◆ Trecho de origem ◆
Michel Ciment, o incriticável
Mercado editorial francês preserva o legado teórico do Midas da arte de escrever resenhas de filmes e de pensar o papel político (e poético) do audiovisual
Cannes reage à saudade que tem de Michel Jean Ciment (1938-2023), o jornalista considerado um dos maiores críticos de cinema de toda a Europa, jogando holofotes sobre sua prosa teórica. Cada cantinho do balneário onde se comprem livros abre um espaço para seu "Une renaissance américaine: 30 entretiens avec des cinéastes", amarradinho com conversas que ele teve com lendas dos EUA. Conversar era um verbo que ele transformou em arte - e num convite ao aprendizado - em seu trabalho no festival mais prestigiado do mundo: pilotar masterclasses com lendas da direção e da atuação.
Paralelamente a seus serviços prestados à imprensa, ele entrevistava estrelas na Croisette, em papos imortalizados nos acervos do festival, nos quais Quentin Tarantino, Malcolm McDowell e Sidney Pollack se soltavam no balanço de sua fala.
Uma edição recente de seu "Jane Campion On Jane Campion", sobre a diretora de "O Piano" (Palma de Ouro de 1993), foi recolocado nas livrarias da França, assim que Cannes inaugurou sua 78. edição, na terça-feira. O mesmo se passou com "Kubrick", o best-seller de Ciment, com foco no realizador de joias como "De Olhos Bem Fechados" (1999), que teve prefácio do cineasta Martin Scorsese, um dos xodós do resenhista. É um tijolaço com 400 ilustrações, incluindo 150 coloridas, muitas delas raras ou até mesmo inéditas. Seu texto tem o traço investigativo característico de seu autor.

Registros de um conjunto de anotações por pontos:
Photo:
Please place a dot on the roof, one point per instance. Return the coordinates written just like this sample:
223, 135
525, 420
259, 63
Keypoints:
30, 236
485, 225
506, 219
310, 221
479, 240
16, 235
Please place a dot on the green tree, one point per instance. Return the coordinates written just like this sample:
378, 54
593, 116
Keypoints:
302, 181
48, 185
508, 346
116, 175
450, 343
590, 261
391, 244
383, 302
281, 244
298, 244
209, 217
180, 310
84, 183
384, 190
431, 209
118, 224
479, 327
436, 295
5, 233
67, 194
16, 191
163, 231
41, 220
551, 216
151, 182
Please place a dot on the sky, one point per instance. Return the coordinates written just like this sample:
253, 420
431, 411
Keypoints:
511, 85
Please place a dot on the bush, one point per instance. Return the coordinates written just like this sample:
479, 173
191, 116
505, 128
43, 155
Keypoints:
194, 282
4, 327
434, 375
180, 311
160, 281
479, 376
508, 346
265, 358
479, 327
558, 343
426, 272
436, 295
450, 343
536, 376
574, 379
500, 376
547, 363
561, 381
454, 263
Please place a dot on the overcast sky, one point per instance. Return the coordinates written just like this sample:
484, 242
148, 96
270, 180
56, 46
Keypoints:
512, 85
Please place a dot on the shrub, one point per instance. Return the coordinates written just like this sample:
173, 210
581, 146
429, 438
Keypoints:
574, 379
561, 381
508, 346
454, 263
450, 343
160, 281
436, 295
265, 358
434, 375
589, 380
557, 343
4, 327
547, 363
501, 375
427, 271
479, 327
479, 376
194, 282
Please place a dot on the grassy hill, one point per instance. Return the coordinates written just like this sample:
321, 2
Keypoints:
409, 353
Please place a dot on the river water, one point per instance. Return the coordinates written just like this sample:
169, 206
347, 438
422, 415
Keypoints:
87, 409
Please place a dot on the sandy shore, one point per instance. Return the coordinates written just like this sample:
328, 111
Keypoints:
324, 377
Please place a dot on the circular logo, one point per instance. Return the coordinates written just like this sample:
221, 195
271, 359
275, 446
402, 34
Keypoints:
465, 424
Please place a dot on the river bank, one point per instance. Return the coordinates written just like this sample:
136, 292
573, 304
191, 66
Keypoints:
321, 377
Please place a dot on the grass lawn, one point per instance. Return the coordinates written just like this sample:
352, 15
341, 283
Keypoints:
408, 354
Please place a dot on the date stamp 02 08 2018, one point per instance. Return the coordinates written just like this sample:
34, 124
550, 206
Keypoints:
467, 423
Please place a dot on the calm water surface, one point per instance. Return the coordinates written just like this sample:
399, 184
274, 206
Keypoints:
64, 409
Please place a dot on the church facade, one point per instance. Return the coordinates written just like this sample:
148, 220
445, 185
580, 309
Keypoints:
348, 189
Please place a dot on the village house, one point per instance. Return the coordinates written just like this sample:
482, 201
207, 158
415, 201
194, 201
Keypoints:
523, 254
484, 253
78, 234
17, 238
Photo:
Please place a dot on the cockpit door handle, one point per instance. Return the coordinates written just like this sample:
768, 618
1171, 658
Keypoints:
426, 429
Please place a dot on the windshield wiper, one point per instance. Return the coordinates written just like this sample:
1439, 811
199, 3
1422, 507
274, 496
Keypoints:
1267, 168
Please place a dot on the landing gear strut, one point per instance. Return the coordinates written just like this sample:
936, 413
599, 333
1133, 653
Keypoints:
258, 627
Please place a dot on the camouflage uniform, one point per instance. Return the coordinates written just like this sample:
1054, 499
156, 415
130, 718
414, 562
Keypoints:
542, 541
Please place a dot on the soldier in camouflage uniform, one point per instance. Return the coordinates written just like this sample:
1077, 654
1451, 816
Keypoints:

◆ Exercício ◆
Copie tudo desde "Paralelamente a seus" até "de sua fala." no texto sobre Michel Ciment, substituindo "Croisette" por "orla de Cannes".

◆ Resposta esperada ◆
Paralelamente a seus serviços prestados à imprensa, ele entrevistava estrelas na orla de Cannes, em papos imortalizados nos acervos do festival, nos quais Quentin Tarantino, Malcolm McDowell e Sidney Pollack se soltavam no balanço de sua fala.